§ **To do**
Reproduce the passage on depression word for word from "- Continuous sadness" to "of their disorder.".
*** Extract provided Section Begins ***
Depression Treatment Services
Depression is a common mood disorder, but should not be taken lightly. Symptoms of depression can interfere with the way you feel, think, and handle daily activities, such as sleeping, eating, or working. Most diagnosis do not occur until after symptoms have occurred for at least two weeks.
There are different types of depression that might develop due to unique circumstances:
Persistent depressive disorder is when a person experiences symptoms of depressions for over two years. The symptoms maybe more or less severe at times, but must last for two years to fall into this category of depression.
Postpartum depression occurs in women during pregnancy or after delivery. It is common for new mothers to experience mild depression and anxiety known the “baby blues,” but postpartum depression is much more serious. Women may experience extreme sadness, anxiety, and exhaustion which may in turn make it difficult them to care for themselves and their new babies.
Psychotic depression occurs when a person has severe depression plus some form of psychosis, such as having disturbing false fixed beliefs (delusions) or hearing or seeing upsetting things that others cannot hear or see (hallucinations). The psychotic symptoms typically have a depressive “theme,” such as delusions of guilt, poverty, or illness.
Seasonal affective disorder is when symptoms of depression occur when the weather changes and there is less natural sunlight mainly during the winter months. For the most part, this depression typically lets up when spring and summer comes. Winter depression usually returns each year with seasonal affective disorder and comes with symptoms such as social withdrawal, weight gain and the desire to sleep more often.
Signs and Symptoms
Talk to your doctor is you are experiencing any of the signs and symptoms of depression listed below daily or every other day and or lasting more than two weeks.
- Continuous sadness or anxiety
- Feeling hopeless or overly pessimistic
- Feeling worthless, helplessness or experiencing persistent guilt
- Persistent restlessness or struggling to sitting still
- Low energy or fatigue
- Low interest or enjoyment in hobbies and activities
- Moving or talking unusually slow
- Struggling to concentrate, make decisions or remember simple tasks
- Irregular sleeping patterns such as waking often throughout the night, waking unusually early or struggling to get up
- Loss of appetite and/or weight loss
- Thoughts of death or suicide, or suicide attempts
- Body aches, headaches, cramps, or digestive problems not related to a physical illness and not getting better with treatment
Not everyone with depression will experience every symptom. The severity and frequency of symptoms will vary based on each individual’s situation, disorder and stage of their disorder.
*** Extract provided Section Ends ***
*** Data to examine Section Begins ***
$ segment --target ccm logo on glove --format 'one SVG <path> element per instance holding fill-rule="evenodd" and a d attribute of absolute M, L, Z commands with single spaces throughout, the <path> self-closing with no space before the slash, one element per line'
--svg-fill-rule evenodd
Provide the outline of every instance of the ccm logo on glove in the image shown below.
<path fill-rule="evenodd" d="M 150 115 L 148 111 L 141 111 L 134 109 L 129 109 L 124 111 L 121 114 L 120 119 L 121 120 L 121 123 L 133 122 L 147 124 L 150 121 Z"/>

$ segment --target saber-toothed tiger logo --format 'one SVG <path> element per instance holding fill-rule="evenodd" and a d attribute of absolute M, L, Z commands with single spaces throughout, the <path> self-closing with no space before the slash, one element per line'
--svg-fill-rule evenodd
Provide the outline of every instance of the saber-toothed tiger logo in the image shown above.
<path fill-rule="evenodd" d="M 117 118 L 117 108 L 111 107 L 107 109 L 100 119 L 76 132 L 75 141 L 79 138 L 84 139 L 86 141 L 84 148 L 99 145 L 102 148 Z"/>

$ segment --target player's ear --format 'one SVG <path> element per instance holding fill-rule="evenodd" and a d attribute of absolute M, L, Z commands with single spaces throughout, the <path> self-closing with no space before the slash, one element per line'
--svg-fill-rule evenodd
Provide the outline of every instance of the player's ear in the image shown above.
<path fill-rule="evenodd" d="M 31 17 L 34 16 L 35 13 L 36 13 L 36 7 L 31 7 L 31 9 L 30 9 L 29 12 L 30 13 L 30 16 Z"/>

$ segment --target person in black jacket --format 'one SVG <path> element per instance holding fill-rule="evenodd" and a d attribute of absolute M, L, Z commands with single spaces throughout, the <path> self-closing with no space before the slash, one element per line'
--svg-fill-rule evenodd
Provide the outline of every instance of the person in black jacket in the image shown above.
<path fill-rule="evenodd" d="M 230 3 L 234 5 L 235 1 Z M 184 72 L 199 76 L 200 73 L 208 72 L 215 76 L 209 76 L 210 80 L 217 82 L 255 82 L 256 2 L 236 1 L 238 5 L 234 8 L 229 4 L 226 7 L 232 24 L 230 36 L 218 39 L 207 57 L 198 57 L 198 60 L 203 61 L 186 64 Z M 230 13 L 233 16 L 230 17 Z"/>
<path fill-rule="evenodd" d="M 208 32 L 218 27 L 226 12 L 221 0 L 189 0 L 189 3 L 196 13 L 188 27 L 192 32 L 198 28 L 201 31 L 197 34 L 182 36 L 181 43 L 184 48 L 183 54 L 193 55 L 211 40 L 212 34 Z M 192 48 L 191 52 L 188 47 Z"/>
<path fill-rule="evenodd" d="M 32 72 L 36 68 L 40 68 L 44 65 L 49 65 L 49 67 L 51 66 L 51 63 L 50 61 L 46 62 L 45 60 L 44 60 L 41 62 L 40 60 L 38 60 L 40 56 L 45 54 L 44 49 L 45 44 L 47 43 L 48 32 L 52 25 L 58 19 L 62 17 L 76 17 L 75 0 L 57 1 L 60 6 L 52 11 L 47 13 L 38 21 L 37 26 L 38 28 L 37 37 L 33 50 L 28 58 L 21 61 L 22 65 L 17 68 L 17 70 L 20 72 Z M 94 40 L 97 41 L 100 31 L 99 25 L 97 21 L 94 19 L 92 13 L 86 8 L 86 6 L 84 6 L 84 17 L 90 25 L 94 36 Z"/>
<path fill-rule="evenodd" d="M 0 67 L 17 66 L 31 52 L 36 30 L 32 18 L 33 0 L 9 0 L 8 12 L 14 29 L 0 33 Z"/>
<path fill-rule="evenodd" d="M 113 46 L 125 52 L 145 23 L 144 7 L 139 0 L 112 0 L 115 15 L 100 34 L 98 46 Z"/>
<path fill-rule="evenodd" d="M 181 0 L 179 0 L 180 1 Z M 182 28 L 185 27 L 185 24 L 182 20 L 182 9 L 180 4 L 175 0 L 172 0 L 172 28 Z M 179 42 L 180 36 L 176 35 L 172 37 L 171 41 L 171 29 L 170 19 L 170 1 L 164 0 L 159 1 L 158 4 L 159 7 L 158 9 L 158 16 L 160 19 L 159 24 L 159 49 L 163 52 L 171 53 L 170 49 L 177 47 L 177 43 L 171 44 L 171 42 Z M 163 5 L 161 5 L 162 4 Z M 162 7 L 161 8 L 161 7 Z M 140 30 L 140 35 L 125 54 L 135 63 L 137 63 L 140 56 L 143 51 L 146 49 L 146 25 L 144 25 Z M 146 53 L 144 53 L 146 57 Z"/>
*** Data to examine Section Ends ***
§ **Your solution**
- Continuous sadness or anxiety
- Feeling hopeless or overly pessimistic
- Feeling worthless, helplessness or experiencing persistent guilt
- Persistent restlessness or struggling to sitting still
- Low energy or fatigue
- Low interest or enjoyment in hobbies and activities
- Moving or talking unusually slow
- Struggling to concentrate, make decisions or remember simple tasks
- Irregular sleeping patterns such as waking often throughout the night, waking unusually early or struggling to get up
- Loss of appetite and/or weight loss
- Thoughts of death or suicide, or suicide attempts
- Body aches, headaches, cramps, or digestive problems not related to a physical illness and not getting better with treatment
Not everyone with depression will experience every symptom. The severity and frequency of symptoms will vary based on each individual’s situation, disorder and stage of their disorder.